**What the task requires**
Put every line of the records below into a Markdown table with the columns Row and Line, numbering each row and skipping blank lines. Leave the pictures out of the table.

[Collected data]
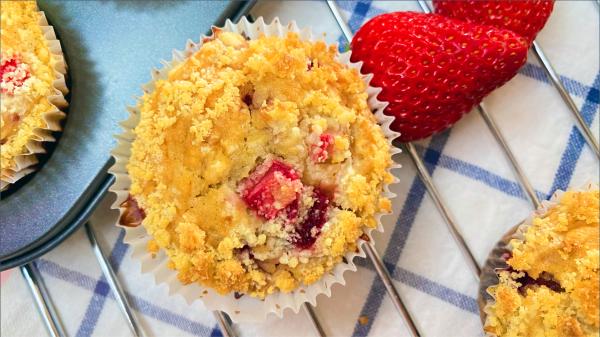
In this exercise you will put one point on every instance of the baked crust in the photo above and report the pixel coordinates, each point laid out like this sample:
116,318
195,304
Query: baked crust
215,128
551,287
28,75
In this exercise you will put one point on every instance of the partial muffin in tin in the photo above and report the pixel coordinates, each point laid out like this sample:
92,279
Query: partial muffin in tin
32,86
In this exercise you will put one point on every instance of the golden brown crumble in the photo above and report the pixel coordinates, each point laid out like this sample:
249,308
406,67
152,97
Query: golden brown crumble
27,79
243,144
561,246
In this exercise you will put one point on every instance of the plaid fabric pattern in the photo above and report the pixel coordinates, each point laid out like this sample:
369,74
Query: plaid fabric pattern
435,283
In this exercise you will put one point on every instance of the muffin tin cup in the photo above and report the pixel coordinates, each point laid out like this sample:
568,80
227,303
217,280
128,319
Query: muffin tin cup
24,163
245,308
496,261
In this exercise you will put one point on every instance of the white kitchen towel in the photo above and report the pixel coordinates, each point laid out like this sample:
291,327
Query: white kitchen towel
468,167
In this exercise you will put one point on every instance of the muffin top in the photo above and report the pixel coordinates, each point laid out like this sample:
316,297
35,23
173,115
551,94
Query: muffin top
551,285
257,164
27,76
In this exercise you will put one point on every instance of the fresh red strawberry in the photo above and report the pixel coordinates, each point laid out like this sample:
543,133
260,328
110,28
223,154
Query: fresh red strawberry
271,188
433,69
524,17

**Exercise answer**
| Row | Line |
|---|---|
| 1 | In this exercise you will put one point on every instance of the baked crust in the photo above and report the pixel coordinates, each point laid out like this sample: |
| 2 | 116,318 |
| 3 | 195,304 |
| 4 | Query: baked crust |
| 5 | 215,128 |
| 6 | 551,287 |
| 7 | 28,75 |
| 8 | In this exercise you will put one point on every instance of the partial muffin in tin in the photo above and report the pixel coordinates, each point laid out like this sample: |
| 9 | 92,279 |
| 10 | Query: partial muffin in tin |
| 11 | 32,86 |
| 12 | In this exercise you will put one point on every instance of the golden brown crumble in the photo above and report the pixel coordinates, each point laid out like this sample: |
| 13 | 249,308 |
| 14 | 406,67 |
| 15 | 152,97 |
| 16 | Query: golden brown crumble |
| 17 | 27,79 |
| 18 | 243,144 |
| 19 | 561,246 |
| 20 | In this exercise you will put one point on every instance of the plaid fabric pattern in the photo above and report the pixel coordinates, each point laid out like this sample: |
| 21 | 369,74 |
| 22 | Query: plaid fabric pattern |
| 23 | 435,283 |
| 24 | In this exercise you will put one point on every instance of the muffin tin cup in the photo above and report the pixel coordinates, each point laid out like this sample: |
| 25 | 568,80 |
| 26 | 227,303 |
| 27 | 217,280 |
| 28 | 128,319 |
| 29 | Query: muffin tin cup |
| 30 | 24,163 |
| 31 | 245,308 |
| 32 | 496,261 |
| 33 | In this exercise you will put one point on every instance of the white kitchen towel in the photo above and report the pixel coordinates, each point laid out like this sample: |
| 34 | 291,327 |
| 35 | Query: white kitchen towel |
| 36 | 468,167 |
| 37 | In this exercise you will put one point on every instance of the muffin top in the photo above and report the pixel coordinates, each point laid out like this sample: |
| 38 | 316,297 |
| 39 | 35,23 |
| 40 | 173,115 |
| 41 | 551,94 |
| 42 | Query: muffin top |
| 43 | 551,285 |
| 44 | 257,164 |
| 45 | 27,76 |
| 46 | In this exercise you will put one point on every instance of the fresh red strawberry in the photo above and report the pixel coordinates, each point laid out like this sample: |
| 47 | 543,133 |
| 48 | 260,328 |
| 49 | 110,28 |
| 50 | 223,154 |
| 51 | Query: fresh red strawberry |
| 52 | 271,188 |
| 53 | 433,69 |
| 54 | 524,17 |